* _Directions_:
Your task is to copy the stretch of lines in the records below that begins with the line containing "Query: framed wall picture" and ends with the line containing "Query: wooden table", exactly as written, with nothing added.

* _Exercise data_:
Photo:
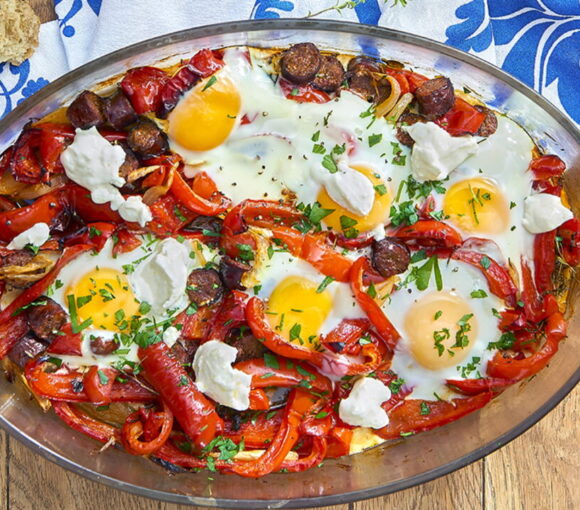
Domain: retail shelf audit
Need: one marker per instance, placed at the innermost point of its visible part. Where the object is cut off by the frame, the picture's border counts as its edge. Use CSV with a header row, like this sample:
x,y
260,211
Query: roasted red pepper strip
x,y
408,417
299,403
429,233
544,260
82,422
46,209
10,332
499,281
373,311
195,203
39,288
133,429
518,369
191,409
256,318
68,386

==

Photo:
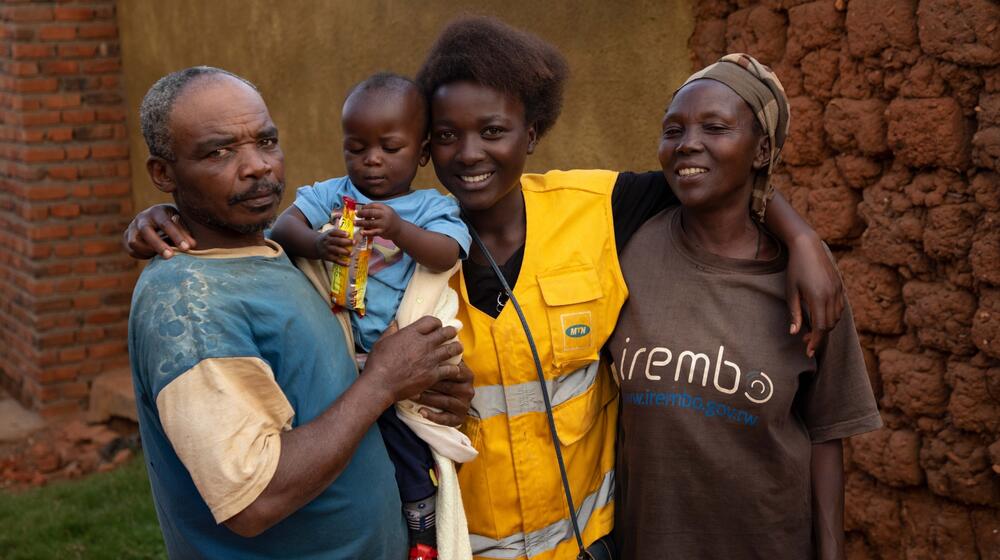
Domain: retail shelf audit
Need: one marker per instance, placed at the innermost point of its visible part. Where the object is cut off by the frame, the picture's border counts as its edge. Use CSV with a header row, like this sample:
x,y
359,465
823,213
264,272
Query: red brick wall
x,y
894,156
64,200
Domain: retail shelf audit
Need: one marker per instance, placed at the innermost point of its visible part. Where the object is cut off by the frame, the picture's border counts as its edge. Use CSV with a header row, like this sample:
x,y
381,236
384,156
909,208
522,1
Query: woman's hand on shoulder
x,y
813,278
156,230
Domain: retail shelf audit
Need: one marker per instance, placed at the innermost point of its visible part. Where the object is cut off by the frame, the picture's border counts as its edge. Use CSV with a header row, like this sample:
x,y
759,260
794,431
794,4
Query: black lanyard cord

...

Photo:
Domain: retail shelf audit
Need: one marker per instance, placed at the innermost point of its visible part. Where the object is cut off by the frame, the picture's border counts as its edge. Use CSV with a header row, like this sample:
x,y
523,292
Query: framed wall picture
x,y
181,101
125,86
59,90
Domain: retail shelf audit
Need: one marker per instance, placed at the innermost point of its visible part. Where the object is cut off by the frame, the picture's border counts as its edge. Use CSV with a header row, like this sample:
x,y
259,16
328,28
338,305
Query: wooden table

* _Problem solution_:
Query: framed wall picture
x,y
181,101
125,86
59,90
Domain: retail shelf audit
Need: one marker per instance, placed at the innermost point of its visible part. Where the object is cut off by the frame, the picture's border counts as its edge. Use CSV with a header row, like this sample:
x,y
259,16
328,28
338,305
Query: wooden table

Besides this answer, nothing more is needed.